System-level architectural decisions made before any RTL code has been written have a much larger impact on overall system energy than RTL-level, gate-level, or circuit-level tweaks. The Xenergy tool from Tensilica estimates energy for a processor subsystem (processor, caches, local memories) based on the application code that will run on that subsystem. Designers can thus tune the software and optimize their Xtensa configurable processors and the associated memory subsystems for energy.

A focus on total energy consumption is key. Too often, designers will focus merely on the mW/MHz power figure for processor core logic, but ignore the total energy consumption per unit of workload. An increase in power-per-clock of 20%, for example, might be offset by a 3X speedup in application execution. The mW/MHz number increases 20%, but total energy consumption is actually reduced by 60%.

Sometimes applications can be sped up by increasing accesses to local memories. While performance on the processor increases, total energy usage can increase significantly since memory accesses dissipate more energy than processor activity. The Xenergy tool can help the designer make informed trade-offs between performance and energy consumption.

Main Text:

Power has become a first-order concern, right next to performance and area, for SOC designers, whether they are designing for portable mobile devices or for networking boxes. Optimizing for energy at an application and system level has the potential to improve energy efficiency by an order of magnitude, compared to lower levels of abstraction (RTL and lower) where the best case improvements are 2x. Additionally, by iterating early in the design cycle, SOC designers can save months of time-consuming power optimizations much later in the design cycle to meet energy goals.

Several low-power EDA design methodologies target clock gating, voltage and frequency reduction, gate sizing and logic optimization, leakage reduction techniques, and low-power libraries and technology processes. In contrast, system-level architectural decisions such as the number and size of local (tightly coupled) memories and caches, or data flow interconnects for streaming data sources, have a much large impact on overall system energy. Whereas, a lot of emphasis has been placed on guiding a SOC designer towards a performance and/or area optimized architecture while making system choices such as memory subsystem design (banked memories versus a single large memory), interconnect (single bus versus a hierarchy of buses versus point-to-point interconnects), caches, etc., little has been done to guide them towards an energy-efficient solution.

Tensilica’s Xenergy tool addresses this need by providing SOC designers with an early estimate of energy of the processor subsystem. The Xenergy tool estimates energy for a Tensilica processor subsystem (processor, caches, local memories) based on the application code that will run on that subsystem. Energy estimates take minutes versus hours or days for RTL-based power analysis. Using this data, an SOC architect can optimize Xtensa processors and software applications for energy.
###
- [The request]: Resume the passage on energy estimation for processor subsystems, picking up right after its final sentence.

- [Coordinate labeling data]:
###
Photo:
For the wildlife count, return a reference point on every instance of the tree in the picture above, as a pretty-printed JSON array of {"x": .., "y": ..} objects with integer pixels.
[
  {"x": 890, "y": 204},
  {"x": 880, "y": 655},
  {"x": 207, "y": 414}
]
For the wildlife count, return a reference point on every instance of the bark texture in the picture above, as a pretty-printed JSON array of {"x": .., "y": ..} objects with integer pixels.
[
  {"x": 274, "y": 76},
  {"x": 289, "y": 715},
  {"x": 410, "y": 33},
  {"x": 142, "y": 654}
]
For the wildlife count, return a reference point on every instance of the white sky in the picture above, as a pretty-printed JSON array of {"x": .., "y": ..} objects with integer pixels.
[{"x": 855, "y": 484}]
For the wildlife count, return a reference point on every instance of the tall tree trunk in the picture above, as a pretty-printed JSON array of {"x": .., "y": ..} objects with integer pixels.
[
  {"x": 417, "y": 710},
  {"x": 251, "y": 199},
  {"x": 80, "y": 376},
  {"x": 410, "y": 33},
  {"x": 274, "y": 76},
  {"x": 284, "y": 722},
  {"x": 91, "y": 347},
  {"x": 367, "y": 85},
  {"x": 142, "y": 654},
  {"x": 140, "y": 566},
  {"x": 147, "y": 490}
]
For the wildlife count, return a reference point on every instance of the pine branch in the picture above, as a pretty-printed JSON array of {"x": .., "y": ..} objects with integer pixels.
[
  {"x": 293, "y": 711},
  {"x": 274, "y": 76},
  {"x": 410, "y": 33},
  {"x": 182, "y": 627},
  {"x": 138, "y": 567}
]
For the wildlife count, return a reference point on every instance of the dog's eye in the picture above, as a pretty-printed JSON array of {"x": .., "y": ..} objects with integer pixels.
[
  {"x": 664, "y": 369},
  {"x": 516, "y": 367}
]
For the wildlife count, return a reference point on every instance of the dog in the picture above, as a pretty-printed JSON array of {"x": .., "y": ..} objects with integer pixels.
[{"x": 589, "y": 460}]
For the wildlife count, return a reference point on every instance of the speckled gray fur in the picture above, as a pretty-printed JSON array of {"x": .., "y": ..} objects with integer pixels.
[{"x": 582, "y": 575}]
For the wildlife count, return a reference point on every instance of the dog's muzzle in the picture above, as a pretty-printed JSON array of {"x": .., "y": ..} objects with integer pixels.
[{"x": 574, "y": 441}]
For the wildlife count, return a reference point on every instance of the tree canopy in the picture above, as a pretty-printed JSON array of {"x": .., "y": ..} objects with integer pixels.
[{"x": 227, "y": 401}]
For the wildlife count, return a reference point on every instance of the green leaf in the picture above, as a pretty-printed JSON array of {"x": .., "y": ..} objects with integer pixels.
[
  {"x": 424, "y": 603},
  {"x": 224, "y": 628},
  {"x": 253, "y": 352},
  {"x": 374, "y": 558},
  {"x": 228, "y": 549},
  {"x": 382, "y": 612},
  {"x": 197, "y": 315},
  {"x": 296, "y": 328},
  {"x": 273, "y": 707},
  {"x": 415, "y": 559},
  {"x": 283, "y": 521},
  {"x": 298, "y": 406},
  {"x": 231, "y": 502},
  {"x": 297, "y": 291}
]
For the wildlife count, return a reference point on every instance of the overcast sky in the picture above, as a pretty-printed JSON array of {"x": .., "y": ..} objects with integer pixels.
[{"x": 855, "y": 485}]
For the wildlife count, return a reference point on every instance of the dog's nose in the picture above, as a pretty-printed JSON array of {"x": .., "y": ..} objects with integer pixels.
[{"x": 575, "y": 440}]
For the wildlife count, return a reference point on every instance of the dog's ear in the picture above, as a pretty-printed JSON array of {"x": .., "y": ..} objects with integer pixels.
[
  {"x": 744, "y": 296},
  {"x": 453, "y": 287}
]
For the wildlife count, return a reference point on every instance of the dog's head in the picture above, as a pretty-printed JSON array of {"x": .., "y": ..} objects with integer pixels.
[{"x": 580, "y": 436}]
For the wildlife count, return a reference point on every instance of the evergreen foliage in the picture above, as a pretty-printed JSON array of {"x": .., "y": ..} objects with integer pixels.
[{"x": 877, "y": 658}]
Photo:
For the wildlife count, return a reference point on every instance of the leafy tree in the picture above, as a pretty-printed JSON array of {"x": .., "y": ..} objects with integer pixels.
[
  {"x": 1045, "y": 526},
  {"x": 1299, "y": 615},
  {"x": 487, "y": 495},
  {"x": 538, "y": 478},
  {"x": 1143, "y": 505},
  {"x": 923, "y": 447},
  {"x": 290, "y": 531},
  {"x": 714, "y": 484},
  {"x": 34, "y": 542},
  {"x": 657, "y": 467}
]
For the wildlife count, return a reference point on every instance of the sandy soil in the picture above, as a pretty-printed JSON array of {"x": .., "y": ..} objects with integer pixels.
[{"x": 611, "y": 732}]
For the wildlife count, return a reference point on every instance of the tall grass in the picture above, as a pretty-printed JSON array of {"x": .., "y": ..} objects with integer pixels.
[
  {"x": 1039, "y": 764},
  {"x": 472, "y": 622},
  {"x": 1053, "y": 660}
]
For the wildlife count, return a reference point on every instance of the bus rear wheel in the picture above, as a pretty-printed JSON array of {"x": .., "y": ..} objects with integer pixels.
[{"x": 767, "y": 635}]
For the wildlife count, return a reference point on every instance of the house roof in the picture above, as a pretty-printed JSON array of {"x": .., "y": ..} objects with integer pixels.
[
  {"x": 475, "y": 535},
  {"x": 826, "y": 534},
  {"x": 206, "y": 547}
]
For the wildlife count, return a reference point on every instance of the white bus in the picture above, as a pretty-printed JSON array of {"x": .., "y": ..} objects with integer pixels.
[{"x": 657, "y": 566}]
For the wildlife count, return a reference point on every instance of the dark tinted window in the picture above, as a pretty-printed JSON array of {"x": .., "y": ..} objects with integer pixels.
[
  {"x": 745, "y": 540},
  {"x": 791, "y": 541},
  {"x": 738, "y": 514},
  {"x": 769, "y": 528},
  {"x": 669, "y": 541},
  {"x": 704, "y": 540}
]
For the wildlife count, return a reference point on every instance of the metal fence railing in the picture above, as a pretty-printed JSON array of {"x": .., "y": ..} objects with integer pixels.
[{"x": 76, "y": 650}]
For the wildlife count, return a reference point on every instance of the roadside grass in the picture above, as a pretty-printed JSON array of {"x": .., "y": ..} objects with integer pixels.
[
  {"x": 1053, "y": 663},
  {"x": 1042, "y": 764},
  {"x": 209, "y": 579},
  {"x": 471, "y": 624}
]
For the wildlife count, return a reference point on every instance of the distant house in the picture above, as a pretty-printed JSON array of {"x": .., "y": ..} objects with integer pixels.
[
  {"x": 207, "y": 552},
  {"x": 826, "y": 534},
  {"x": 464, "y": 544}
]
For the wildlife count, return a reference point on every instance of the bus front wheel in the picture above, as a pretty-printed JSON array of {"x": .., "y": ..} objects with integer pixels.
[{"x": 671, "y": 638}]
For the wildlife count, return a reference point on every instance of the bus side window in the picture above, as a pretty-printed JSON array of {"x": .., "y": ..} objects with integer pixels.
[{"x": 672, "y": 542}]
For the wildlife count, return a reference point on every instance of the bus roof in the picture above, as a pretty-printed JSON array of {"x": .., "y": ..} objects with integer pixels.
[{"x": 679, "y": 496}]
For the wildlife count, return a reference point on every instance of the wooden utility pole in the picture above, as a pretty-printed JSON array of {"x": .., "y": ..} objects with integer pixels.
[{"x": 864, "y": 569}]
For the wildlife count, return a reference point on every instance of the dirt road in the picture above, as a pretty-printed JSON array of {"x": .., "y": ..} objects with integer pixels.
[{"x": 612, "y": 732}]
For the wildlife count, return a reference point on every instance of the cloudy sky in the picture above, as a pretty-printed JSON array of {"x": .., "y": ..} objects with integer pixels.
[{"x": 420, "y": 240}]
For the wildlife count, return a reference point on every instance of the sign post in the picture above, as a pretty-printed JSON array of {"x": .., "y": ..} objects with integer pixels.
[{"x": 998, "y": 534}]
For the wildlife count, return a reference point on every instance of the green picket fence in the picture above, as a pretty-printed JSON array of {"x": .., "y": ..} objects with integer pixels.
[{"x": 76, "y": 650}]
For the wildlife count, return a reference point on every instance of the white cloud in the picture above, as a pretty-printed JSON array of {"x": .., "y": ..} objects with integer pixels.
###
- [Output]:
Xenergy is the first tool that provides a realistic way to estimate the overall energy impact of different processor configurations and extensions. It also is the first tool that helps in energy-driven tuning of application code on the overall processor plus memory subsystem. Coupled with traditional software tool chains that focus on guiding application code development to improve performance, Tensilica’s Xenergy energy estimation tool guides designers in choosing between performance-energy-area trade-offs during application code development and processor-memory subsystem tuning.

Xenergy: Optimizing Processor and Memory Energy

The Xenergy tool executes a software application binary on an Xtensa configurable processor or a Diamond Standard processor and generates a quick and early estimate of the power and energy consumed by the processor, caches, and local (tightly coupled) memories. The designer can then tune the application software or hardware Xtensa configuration to optimize the energy.

Input to the Xenergy tool includes a software binary, information about which processor the binary is targeting, and information about the process technology and operating conditions. Xenergy then executes the binary on the Tensilica instruction set simulator (ISS) and generates a processor core and memory power and energy report. This energy report includes a breakdown of dynamic, leakage and total power and energy consumed by the processor core and the memories connected to the local memory interfaces (i.e., tightly coupled memories). This flow is depicted in Figure 1.

Figure 1: Using the Xenergy Energy Estimator to estimate energy for an application running on a Tensilica Xtensa configurable or Diamond Standard Processor

There are two use models for the Xenergy tool: (i) designers can use it to tune their application software to reduce the processor and memory energy (for example, by reducing the number of memory accesses), or (ii) designers can tune their hardware for energy, in this case the Xtensa configurable processor and the associated memories, by selecting different configuration options, adding instruction extensions, register files, new execution units, and changing the number and size of local memories and caches.

A focus on total energy consumption is key. Too often, designers will focus on a static milliwatts per megahertz (mw/MHz) power figure, but ignore the total energy consumption per unit of workload. For example, a designer may add a set of application-specific instructions to a processor that increases the total size of the processor core and, thereby, increases the average power per clock cycle (increases the mW/MHz). But if that new instruction set addition dramatically lowers the total clock cycles (milliseconds) required to perform a given functional workload (a target application) then the total energy consumed (power-per-cycle multiplied by total cycle time) can be reduced. For example, an increase in power-per-clock of 20% might be offset by a 3X speed up in application execution. The mW/MHz number increases 20%, but total energy consumption is actually reduced by 60%.

The Xenergy tool is designed to be used iteratively, first as the processor designer is selecting the configuration options and adding new instruction extensions, and then by the software application developer as the application is tuned. Before the availability of the Xenergy tool, the hardware and software developers only had performance and area analysis tools to guide them through the hardware-software tuning process. Xenergy now provides them with early energy guidance as well.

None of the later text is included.